** Opening Material supplied block **

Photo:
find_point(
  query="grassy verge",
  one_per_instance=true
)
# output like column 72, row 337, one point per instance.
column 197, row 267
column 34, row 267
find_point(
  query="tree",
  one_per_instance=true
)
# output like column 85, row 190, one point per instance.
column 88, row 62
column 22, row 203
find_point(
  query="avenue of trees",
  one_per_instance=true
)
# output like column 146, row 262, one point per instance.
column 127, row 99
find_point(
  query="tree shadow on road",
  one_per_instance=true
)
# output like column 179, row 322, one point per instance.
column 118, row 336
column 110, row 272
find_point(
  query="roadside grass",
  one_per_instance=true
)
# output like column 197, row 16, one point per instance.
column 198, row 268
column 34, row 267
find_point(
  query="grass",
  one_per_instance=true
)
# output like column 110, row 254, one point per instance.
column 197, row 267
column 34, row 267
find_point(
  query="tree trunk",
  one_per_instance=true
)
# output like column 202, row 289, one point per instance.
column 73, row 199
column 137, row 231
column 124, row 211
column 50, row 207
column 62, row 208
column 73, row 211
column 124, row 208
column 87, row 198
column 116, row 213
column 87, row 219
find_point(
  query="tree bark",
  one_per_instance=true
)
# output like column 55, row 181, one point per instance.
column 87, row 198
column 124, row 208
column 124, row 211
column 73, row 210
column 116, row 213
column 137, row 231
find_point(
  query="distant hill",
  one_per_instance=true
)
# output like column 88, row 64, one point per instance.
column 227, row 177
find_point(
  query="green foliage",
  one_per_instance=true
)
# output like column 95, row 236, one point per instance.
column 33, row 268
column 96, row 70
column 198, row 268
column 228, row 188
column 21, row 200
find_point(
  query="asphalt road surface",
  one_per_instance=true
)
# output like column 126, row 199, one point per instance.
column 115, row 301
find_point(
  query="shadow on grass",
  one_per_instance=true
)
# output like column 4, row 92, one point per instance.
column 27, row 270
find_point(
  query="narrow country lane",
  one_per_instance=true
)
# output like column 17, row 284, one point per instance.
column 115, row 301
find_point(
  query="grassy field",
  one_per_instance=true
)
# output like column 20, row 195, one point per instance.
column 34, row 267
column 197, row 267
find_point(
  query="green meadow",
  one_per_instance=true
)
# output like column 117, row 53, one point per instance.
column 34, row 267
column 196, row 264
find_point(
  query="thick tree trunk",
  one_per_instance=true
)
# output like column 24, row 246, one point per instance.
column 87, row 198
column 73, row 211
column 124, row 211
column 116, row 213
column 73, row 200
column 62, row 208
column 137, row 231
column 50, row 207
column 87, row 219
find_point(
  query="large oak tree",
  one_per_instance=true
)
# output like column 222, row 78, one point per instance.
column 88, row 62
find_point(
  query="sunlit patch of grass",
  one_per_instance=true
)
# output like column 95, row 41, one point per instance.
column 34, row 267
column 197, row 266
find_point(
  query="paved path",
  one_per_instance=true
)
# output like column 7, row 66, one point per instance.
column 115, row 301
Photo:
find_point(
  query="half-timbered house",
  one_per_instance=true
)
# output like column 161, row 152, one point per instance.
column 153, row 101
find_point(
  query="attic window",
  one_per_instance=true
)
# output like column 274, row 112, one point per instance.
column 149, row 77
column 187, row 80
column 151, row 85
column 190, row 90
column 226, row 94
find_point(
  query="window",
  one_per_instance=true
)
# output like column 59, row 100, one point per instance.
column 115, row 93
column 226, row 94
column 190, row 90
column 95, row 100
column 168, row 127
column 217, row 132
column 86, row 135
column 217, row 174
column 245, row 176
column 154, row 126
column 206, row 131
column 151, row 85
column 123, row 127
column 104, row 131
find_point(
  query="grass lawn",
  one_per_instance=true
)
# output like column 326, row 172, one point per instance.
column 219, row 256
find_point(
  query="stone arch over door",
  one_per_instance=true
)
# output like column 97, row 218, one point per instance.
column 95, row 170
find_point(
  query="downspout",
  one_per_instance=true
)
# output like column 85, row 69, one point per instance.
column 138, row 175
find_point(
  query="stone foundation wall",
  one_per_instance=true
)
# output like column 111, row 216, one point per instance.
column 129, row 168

** Closing Material supplied block **

▶ _What is needed_
Print the records above exactly as written.

▶ _Response area_
Photo:
find_point(
  query="grassy verge",
  one_per_instance=true
)
# output like column 72, row 337, one point per instance.
column 197, row 267
column 34, row 267
find_point(
  query="tree",
  one_per_instance=true
)
# output like column 85, row 190, one point per instance.
column 88, row 62
column 22, row 203
find_point(
  query="avenue of trees",
  one_per_instance=true
)
# output like column 146, row 262, one point per instance.
column 127, row 99
find_point(
  query="tree shadow on road",
  one_per_instance=true
)
# output like column 179, row 322, one point per instance.
column 118, row 336
column 110, row 272
find_point(
  query="roadside grass",
  one_per_instance=true
)
# output like column 197, row 16, one point per instance.
column 198, row 268
column 34, row 267
find_point(
  query="grass",
  one_per_instance=true
)
# output like column 110, row 254, one point per instance.
column 197, row 267
column 34, row 267
find_point(
  query="tree trunk",
  one_per_instance=true
)
# output like column 202, row 289, one point per instance.
column 73, row 199
column 137, row 231
column 124, row 211
column 50, row 207
column 62, row 208
column 73, row 211
column 124, row 208
column 87, row 198
column 116, row 213
column 87, row 219
find_point(
  query="tree bark",
  one_per_instance=true
)
# output like column 55, row 181, one point per instance.
column 87, row 198
column 124, row 208
column 124, row 211
column 73, row 210
column 116, row 213
column 137, row 231
find_point(
  query="distant hill",
  one_per_instance=true
)
# output like column 88, row 64, one point per instance.
column 227, row 177
find_point(
  query="green foliage",
  one_per_instance=true
)
# output like column 95, row 236, one point per instance.
column 33, row 268
column 96, row 70
column 198, row 268
column 228, row 188
column 21, row 200
find_point(
  query="asphalt road surface",
  one_per_instance=true
)
# output like column 126, row 199, one point per instance.
column 115, row 301
find_point(
  query="shadow on grass",
  one_per_instance=true
)
# output like column 4, row 92, one point per instance.
column 27, row 270
find_point(
  query="narrow country lane",
  one_per_instance=true
)
# output like column 17, row 284, one point per instance.
column 115, row 301
find_point(
  query="grassy field",
  one_per_instance=true
)
# output like column 20, row 195, one point per instance.
column 34, row 267
column 197, row 267
find_point(
  query="green meadow",
  one_per_instance=true
)
# output like column 117, row 53, one point per instance.
column 34, row 267
column 196, row 264
find_point(
  query="thick tree trunk",
  one_per_instance=true
)
# output like column 24, row 246, one point per instance.
column 87, row 198
column 73, row 211
column 124, row 211
column 116, row 213
column 73, row 200
column 62, row 208
column 137, row 231
column 50, row 207
column 87, row 219
find_point(
  query="large oak tree",
  one_per_instance=true
)
# output like column 222, row 78, one point per instance.
column 88, row 62
find_point(
  query="sunlit patch of grass",
  one_per_instance=true
)
# output like column 95, row 41, one point per instance.
column 34, row 267
column 197, row 266
find_point(
  query="paved path",
  one_per_instance=true
)
# output like column 7, row 66, one point per instance.
column 115, row 301
Photo:
find_point(
  query="half-timbered house",
  one_per_instance=true
)
# output like column 161, row 152, one point per instance.
column 153, row 101
find_point(
  query="attic window",
  one_per_instance=true
)
# output like column 274, row 112, one point per instance.
column 149, row 77
column 187, row 80
column 151, row 85
column 190, row 90
column 226, row 94
find_point(
  query="window",
  one_per_instance=true
)
# output like column 59, row 100, one point per instance.
column 115, row 93
column 226, row 94
column 190, row 90
column 95, row 100
column 168, row 127
column 217, row 132
column 86, row 135
column 217, row 174
column 245, row 176
column 154, row 126
column 206, row 131
column 151, row 85
column 123, row 127
column 104, row 131
find_point(
  query="grass lawn",
  one_per_instance=true
)
# output like column 326, row 172, one point per instance.
column 219, row 256
find_point(
  query="stone arch over door",
  one_per_instance=true
)
# output like column 97, row 218, one point per instance.
column 95, row 170
find_point(
  query="downspout",
  one_per_instance=true
)
# output like column 85, row 69, one point per instance.
column 138, row 175
find_point(
  query="stone foundation wall",
  one_per_instance=true
)
# output like column 111, row 216, one point per instance.
column 129, row 168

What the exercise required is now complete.